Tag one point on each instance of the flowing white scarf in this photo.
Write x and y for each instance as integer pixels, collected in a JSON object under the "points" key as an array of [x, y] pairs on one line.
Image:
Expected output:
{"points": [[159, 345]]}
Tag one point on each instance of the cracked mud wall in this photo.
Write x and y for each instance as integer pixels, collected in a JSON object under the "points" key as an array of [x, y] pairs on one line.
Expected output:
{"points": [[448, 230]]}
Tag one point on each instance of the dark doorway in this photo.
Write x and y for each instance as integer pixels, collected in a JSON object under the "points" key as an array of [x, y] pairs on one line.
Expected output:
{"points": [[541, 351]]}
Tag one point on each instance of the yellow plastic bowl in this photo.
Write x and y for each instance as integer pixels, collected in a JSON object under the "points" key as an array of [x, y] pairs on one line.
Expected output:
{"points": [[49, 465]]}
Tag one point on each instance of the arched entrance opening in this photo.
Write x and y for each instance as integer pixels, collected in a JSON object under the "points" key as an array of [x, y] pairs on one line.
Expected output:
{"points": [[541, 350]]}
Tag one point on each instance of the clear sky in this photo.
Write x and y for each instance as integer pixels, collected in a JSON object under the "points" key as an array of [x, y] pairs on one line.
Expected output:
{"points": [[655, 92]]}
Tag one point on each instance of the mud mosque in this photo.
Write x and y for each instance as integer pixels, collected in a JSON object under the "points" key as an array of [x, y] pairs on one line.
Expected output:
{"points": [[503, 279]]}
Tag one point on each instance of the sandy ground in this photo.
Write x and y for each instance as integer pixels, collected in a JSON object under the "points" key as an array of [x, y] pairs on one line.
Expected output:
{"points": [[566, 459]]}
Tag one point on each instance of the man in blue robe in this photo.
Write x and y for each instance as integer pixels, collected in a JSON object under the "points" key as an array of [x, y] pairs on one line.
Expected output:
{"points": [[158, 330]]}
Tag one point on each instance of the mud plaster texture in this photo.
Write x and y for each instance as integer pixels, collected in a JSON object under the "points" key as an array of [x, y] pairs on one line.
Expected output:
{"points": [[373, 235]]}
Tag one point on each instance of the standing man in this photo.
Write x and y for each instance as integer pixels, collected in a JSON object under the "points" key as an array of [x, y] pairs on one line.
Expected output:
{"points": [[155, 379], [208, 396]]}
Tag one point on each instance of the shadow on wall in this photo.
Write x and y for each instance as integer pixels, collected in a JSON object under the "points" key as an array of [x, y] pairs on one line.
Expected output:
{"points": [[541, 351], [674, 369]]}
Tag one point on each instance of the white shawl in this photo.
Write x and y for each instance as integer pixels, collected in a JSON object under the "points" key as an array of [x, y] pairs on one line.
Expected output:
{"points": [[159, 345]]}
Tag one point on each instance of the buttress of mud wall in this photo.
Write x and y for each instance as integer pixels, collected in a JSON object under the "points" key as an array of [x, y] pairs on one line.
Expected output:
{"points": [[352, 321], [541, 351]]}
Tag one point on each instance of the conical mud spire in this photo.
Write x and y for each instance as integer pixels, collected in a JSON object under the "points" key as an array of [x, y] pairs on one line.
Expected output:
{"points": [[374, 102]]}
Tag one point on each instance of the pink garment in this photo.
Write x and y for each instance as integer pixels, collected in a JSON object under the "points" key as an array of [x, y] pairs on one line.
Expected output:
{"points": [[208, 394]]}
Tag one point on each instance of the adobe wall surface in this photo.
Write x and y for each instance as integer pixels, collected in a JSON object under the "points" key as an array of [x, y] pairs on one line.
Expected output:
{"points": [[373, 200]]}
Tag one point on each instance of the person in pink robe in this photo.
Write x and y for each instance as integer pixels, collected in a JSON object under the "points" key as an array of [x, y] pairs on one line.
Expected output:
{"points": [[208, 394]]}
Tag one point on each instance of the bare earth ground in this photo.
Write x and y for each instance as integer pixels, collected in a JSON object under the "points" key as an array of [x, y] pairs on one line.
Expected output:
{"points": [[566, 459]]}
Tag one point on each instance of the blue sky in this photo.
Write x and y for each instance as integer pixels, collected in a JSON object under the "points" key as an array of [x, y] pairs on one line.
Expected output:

★ ★ ★ ★ ★

# Aim of the exercise
Faithfully transcribe the whole of the data.

# Answer section
Tag one point on each instance of the flowing white scarf in this photo.
Write x and y for each instance as integer pixels, collected in a JSON object under the "points" key as an array of [x, y] pairs on one line.
Image:
Expected output:
{"points": [[159, 345]]}
Tag one point on each instance of the cracked mud wall in this photo.
Write x and y for each instance as integer pixels, collected in a JSON object under the "points" key as an array of [x, y] pairs on one line.
Expected output:
{"points": [[448, 230]]}
Tag one point on each instance of the dark doorway in this photo.
Write x and y for each instance as integer pixels, collected in a JSON object under the "points" key as an array of [x, y] pairs on one line.
Expected output:
{"points": [[541, 351]]}
Tag one point on each instance of the yellow plastic bowl in this photo.
Write x and y for each instance as integer pixels, collected in a JSON object under the "points" key as an array of [x, y] pairs on one line.
Expected output:
{"points": [[49, 465]]}
Tag one point on each instance of the arched entrance opening in this photo.
Write x and y for each instance as integer pixels, collected in a JSON object under the "points" key as an array of [x, y] pairs on one line.
Expected output:
{"points": [[541, 350]]}
Tag one point on each instance of the clear sky in this photo.
Write x and y for each instance as integer pixels, collected in a JSON object under the "points" key as an array of [x, y] pairs on one line.
Expected output:
{"points": [[655, 92]]}
Tag one point on each instance of the mud mosque in this photo.
Write x and y for each instance as integer pixels, collected in a JSON object under the "points" key as an array of [x, y] pairs on one line.
Expected output:
{"points": [[503, 279]]}
Tag one point on each instance of the sandy ground in this photo.
Write x and y for each instance as integer pixels, collected in a JSON object under the "points" key as an array of [x, y] pairs on one line.
Expected output:
{"points": [[566, 459]]}
Tag one point on each instance of the man in blue robe in this photo.
Write x and y for each instance as integer pixels, collected in a JSON object under the "points" key as an array of [x, y] pairs on one line.
Expected output:
{"points": [[158, 330]]}
Tag one point on each instance of the mud plaster texture in this photo.
Write x and y for each instance as integer pixels, collected in a JSON object under the "points" key as an array of [x, y] pairs on one line.
Expected output:
{"points": [[373, 235]]}
Tag one point on each instance of the standing man in this photo.
Write x and y for each instance as integer pixels, collected in a JSON object under the "points" key as an array of [x, y] pairs on one line.
Expected output:
{"points": [[155, 379], [208, 396]]}
Tag one point on each instance of the shadow on wall in this photo.
Write x and y for each instance as integer pixels, collected in a JSON object under the "points" key as an array of [x, y] pairs on one line.
Expected output:
{"points": [[541, 351], [674, 369]]}
Tag one point on each instance of the white shawl in this photo.
Write x and y for each instance as integer pixels, collected in a JSON object under the "points" key as an array of [x, y] pairs on one line.
Expected output:
{"points": [[159, 345]]}
Tag one point on each instance of the buttress of mud wall in this photo.
Write x and y for each instance as integer pixels, collected in a JSON object under the "points" key as an array of [x, y] pairs on one line.
Expected output:
{"points": [[352, 321], [541, 351]]}
Tag one point on each instance of the conical mud spire in this photo.
Write x and y for each instance as integer pixels, collected in a JSON object under the "points" key as an array of [x, y] pairs on one line.
Expected output:
{"points": [[374, 102]]}
Tag one point on each instance of the pink garment in this photo.
Write x and y for each instance as integer pixels, collected in a JSON object under the "points" key as an array of [x, y] pairs on one line.
Expected output:
{"points": [[208, 394]]}
Tag one point on each instance of the adobe wall surface in this photo.
Write x and y for each instance as integer pixels, collected in a JSON object under the "points" key as an array of [x, y] pairs on one line.
Expected output:
{"points": [[373, 200]]}
Tag one point on each instance of the person in pink robe in this photo.
Write x and y for each instance as integer pixels, collected in a JSON object under the "points" key as an array of [x, y] pairs on one line.
Expected output:
{"points": [[208, 394]]}
Tag one point on each instance of the bare earth ground in this photo.
Write x and y for each instance as integer pixels, collected in a JSON object under the "points" key as an array of [x, y] pairs on one line.
Expected output:
{"points": [[566, 459]]}
Tag one point on each instance of the blue sky in this photo.
Write x and y for each instance as integer pixels, collected in a JSON object under the "points" key as an array of [x, y] pairs on one line.
Expected output:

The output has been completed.